#### [Stored records]
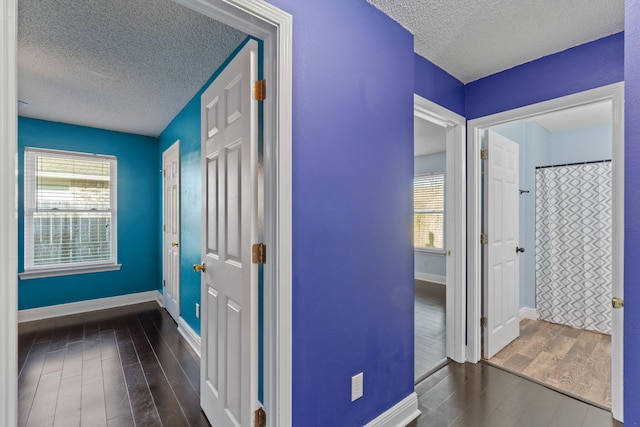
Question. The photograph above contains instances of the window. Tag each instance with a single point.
(428, 211)
(69, 211)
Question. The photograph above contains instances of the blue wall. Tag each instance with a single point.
(632, 214)
(436, 85)
(137, 213)
(186, 127)
(580, 68)
(353, 85)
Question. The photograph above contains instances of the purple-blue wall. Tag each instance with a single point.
(353, 85)
(577, 69)
(632, 214)
(436, 85)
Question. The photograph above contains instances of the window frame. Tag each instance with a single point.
(32, 271)
(439, 251)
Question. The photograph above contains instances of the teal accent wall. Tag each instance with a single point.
(137, 213)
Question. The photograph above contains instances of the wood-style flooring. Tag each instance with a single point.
(120, 367)
(430, 328)
(574, 361)
(468, 395)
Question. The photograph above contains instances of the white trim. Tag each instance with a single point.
(433, 278)
(399, 415)
(189, 335)
(85, 306)
(54, 272)
(528, 313)
(274, 27)
(8, 213)
(613, 93)
(455, 222)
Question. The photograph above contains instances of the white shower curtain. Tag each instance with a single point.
(573, 245)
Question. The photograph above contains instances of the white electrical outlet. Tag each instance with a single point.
(356, 386)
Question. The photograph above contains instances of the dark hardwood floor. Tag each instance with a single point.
(430, 328)
(480, 395)
(119, 367)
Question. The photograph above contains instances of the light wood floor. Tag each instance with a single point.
(574, 361)
(430, 330)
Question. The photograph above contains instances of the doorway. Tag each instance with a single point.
(440, 265)
(262, 21)
(569, 150)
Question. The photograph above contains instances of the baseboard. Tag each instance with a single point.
(433, 278)
(528, 313)
(160, 299)
(85, 306)
(189, 335)
(399, 415)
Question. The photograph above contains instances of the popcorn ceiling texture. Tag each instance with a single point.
(125, 65)
(474, 39)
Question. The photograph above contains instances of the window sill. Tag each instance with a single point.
(53, 272)
(429, 251)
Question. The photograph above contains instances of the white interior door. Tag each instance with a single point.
(501, 269)
(171, 229)
(229, 367)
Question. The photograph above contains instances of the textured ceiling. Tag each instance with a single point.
(474, 39)
(120, 65)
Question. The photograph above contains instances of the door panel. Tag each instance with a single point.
(229, 282)
(171, 227)
(501, 285)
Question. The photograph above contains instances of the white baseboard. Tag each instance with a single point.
(433, 278)
(85, 306)
(399, 415)
(528, 313)
(189, 335)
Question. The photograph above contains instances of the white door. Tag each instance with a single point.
(171, 229)
(501, 269)
(229, 367)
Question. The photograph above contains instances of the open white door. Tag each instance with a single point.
(171, 229)
(501, 268)
(229, 366)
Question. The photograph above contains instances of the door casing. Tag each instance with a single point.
(613, 93)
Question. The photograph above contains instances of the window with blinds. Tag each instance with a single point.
(70, 209)
(428, 211)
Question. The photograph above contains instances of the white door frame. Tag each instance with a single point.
(613, 93)
(174, 147)
(455, 220)
(274, 27)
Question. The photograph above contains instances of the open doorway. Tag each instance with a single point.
(430, 163)
(568, 214)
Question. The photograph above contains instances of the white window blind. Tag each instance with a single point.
(70, 209)
(428, 211)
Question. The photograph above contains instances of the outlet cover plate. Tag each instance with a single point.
(356, 386)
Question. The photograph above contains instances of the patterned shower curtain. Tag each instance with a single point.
(573, 245)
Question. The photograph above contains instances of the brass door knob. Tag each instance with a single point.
(617, 302)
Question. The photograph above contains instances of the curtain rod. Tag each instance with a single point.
(573, 164)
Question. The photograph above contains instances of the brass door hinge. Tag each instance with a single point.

#### [Exercise]
Write out the entries above verbatim; the pictures do not belong in your copy.

#### [Response to this exercise]
Question. The photograph above contains instances of the window. Tag each instance with a single point.
(428, 211)
(69, 211)
Question. The photograph above contains instances of the blue wall. Tag each instance with a single point.
(632, 214)
(436, 85)
(137, 213)
(186, 127)
(580, 68)
(353, 85)
Question. The photograph above contains instances of the purple-blue wall. Tag each instance with a single point.
(353, 85)
(577, 69)
(632, 214)
(436, 85)
Question. The photograph above contains instances of the window frame. Tag each instance with a single point.
(32, 271)
(439, 251)
Question. The photograph above contains instances of the teal accent wall. Tag each instance with a single point.
(137, 213)
Question. The photograph above contains instances of the wood-style flooring. Tag each instance with a single point.
(120, 367)
(430, 328)
(574, 361)
(468, 395)
Question. The photograph above contains instances of the white trim. Tag each instance with a single point.
(433, 278)
(399, 415)
(189, 335)
(85, 306)
(54, 272)
(528, 313)
(274, 27)
(8, 213)
(613, 93)
(455, 222)
Question. The photograph above contains instances of the white shower curtain. Tag each instance with a single point.
(573, 245)
Question. The photograph above contains instances of the white electrical outlet. Tag each instance with a single point.
(356, 386)
Question. The photograph above contains instances of the dark hardwood floor. Tag each instance with a single point.
(430, 328)
(480, 395)
(119, 367)
Question. The photograph above contains instances of the light wood floor. Tag each instance with a single point.
(574, 361)
(430, 330)
Question. The photograph above contains instances of the doorway. Tag each instance with a single point.
(440, 265)
(262, 21)
(569, 150)
Question. The photograph above contains instances of the baseboard. Tag each instance with a single point.
(433, 278)
(528, 313)
(160, 299)
(85, 306)
(189, 335)
(399, 415)
Question. The photograph above contains instances of the popcorn ceiling texture. Tag each instance with a single point.
(125, 65)
(474, 39)
Question. The photograph above contains instances of the window sill. Tag each instance with a single point.
(53, 272)
(429, 251)
Question. The photograph above contains instances of the white interior door. Tag each instance with a single point.
(501, 269)
(171, 229)
(229, 367)
Question. The photograph above contains instances of the textured ceiling. Tag each instance with a single point.
(474, 39)
(120, 65)
Question. The photograph above contains instances of the door panel. Tag each instance with a single point.
(229, 282)
(171, 227)
(501, 285)
Question. The photograph above contains instances of the white baseboard. Tag each instance with a single point.
(433, 278)
(85, 306)
(399, 415)
(528, 313)
(189, 335)
Question. The photograph above contains instances of the white door. Tag each instance with a single point.
(171, 229)
(501, 269)
(229, 367)
Question. The photograph above contains instances of the open white door. Tag each instance with a single point.
(171, 229)
(501, 268)
(229, 366)
Question. The photograph above contains instances of the door casing. Tag each instance with a single point.
(613, 93)
Question. The photograph above contains instances of the window with blinds. Tag each instance with a single point.
(70, 209)
(428, 211)
Question. The photograph above contains instances of the white door frame. Tag each instance with a single point.
(613, 93)
(174, 147)
(455, 220)
(274, 27)
Question. The photograph above contains instances of the open doorway. Tag each instance with a single point.
(430, 163)
(568, 214)
Question. The photograph above contains instances of the white window blind. Tag each instance with a single point.
(70, 209)
(428, 211)
Question. The photograph above contains instances of the outlet cover plate. Tag each instance with a single point.
(356, 386)
Question. The photograph above contains instances of the patterned shower curtain. Tag each instance with a single point.
(573, 245)
Question. The photograph above contains instances of the brass door knob. Tag each instance with a single point.
(617, 302)
Question. The photograph above contains instances of the curtain rod. Tag each instance with a single point.
(573, 164)
Question. The photograph above contains instances of the brass door hinge. Tag each instance with a single point.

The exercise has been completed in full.